▶ _Problem details_: From the text below on relationship scores and IoU computation, extract the part that begins at the words "Note that for" and ends after "from Bau ect.".

▶ _Document passage_:
=======

Note that for simplicitly we assume that relationship scores are bidirectional, e.g. relation score between `building` and `wall` is the same as relation score between `wall` and `building`.



#### Examine in more detail code implementation from Bau ect. 

In order to understand where and how to influence the `iou` score computation using this relationship dictionary we look in more detail at the implementations of each of the following

       tally_conditional_mean
       ---> compute_selected_segments
           ---> tally.conditional_samples


In [None]:
def tally_conditional_mean(compute, dataset,
        sample_size=None, batch_size=1, cachefile=None, **kwargs):
    '''
    Computes conditional mean and variance for a large data sample that
    can be computed from a dataset.  The compute function should return a
    sequence of sample batch tuples (condition, (sample, unit)-tensor),
    one for each condition relevant to the batch.

=======

Records from a data source:
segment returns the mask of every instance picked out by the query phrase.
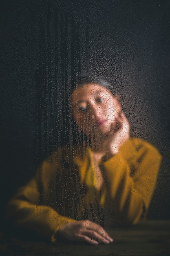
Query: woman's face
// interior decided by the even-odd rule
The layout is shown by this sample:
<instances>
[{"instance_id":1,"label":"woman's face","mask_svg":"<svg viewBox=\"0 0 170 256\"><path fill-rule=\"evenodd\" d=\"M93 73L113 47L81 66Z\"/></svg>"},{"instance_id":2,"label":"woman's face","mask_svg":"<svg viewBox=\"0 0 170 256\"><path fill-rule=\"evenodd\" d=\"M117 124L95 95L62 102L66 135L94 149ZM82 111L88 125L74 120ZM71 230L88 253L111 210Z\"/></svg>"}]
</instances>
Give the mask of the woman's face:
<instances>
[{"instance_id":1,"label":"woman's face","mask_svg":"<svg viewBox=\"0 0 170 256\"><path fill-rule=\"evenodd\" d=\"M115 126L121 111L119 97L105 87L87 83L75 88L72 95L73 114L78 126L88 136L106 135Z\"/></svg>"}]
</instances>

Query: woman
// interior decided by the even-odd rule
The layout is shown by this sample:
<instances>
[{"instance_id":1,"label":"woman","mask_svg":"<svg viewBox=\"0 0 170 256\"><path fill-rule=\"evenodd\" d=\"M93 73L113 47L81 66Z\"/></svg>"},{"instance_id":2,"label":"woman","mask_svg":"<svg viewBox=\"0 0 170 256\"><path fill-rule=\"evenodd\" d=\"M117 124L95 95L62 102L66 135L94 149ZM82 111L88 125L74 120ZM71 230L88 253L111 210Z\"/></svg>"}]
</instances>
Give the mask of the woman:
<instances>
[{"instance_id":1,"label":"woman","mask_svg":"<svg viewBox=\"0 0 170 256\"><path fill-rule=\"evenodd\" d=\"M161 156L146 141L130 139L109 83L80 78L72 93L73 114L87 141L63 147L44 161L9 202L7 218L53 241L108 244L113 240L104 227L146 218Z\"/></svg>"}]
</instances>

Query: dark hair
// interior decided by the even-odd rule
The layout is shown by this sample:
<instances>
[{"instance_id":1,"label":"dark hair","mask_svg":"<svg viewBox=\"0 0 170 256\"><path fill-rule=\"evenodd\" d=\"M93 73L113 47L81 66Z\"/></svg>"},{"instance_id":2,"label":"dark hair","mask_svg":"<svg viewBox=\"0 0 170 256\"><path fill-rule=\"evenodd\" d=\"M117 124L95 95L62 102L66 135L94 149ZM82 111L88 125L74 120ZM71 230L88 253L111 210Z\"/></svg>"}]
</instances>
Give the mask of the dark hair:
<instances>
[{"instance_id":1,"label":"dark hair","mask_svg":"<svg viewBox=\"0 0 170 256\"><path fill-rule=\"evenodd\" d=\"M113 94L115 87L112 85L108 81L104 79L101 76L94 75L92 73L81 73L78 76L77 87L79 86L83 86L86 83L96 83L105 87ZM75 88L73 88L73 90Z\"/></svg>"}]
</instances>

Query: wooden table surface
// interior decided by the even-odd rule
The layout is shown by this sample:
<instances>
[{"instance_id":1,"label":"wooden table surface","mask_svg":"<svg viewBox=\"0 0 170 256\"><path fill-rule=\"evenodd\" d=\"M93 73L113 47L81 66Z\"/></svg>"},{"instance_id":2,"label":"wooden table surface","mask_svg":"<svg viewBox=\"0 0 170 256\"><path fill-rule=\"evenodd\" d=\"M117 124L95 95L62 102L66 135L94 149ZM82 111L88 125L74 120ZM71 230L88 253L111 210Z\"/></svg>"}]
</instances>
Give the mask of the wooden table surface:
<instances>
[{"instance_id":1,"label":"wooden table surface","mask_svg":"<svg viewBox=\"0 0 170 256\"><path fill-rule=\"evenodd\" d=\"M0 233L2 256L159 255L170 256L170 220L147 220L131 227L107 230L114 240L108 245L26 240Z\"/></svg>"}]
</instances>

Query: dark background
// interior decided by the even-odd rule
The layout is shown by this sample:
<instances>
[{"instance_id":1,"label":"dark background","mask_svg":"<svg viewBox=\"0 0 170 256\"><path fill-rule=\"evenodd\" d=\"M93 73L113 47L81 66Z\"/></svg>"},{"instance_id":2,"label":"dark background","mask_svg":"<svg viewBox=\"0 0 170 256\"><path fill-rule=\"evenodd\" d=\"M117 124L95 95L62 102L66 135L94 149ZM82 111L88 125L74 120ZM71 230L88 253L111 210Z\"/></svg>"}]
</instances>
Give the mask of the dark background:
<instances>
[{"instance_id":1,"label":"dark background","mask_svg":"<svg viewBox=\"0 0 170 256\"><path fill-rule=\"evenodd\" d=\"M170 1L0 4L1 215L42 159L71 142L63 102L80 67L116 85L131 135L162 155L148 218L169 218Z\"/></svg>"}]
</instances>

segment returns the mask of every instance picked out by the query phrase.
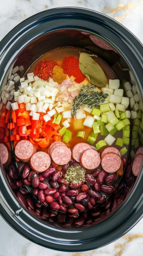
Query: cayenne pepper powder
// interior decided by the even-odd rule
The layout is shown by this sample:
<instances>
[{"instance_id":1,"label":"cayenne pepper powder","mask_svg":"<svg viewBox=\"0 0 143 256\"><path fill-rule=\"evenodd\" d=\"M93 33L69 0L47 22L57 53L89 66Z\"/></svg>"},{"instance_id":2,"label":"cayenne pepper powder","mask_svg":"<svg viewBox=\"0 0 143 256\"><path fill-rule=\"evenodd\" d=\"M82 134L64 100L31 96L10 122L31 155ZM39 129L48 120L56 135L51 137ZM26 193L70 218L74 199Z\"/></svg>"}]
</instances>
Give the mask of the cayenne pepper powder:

=======

▶ _Final result_:
Note that for simplicitly we assume that relationship scores are bidirectional, e.g. relation score between `building` and `wall` is the same as relation score between `wall` and `building`.



#### Examine in more detail code implementation from Bau ect.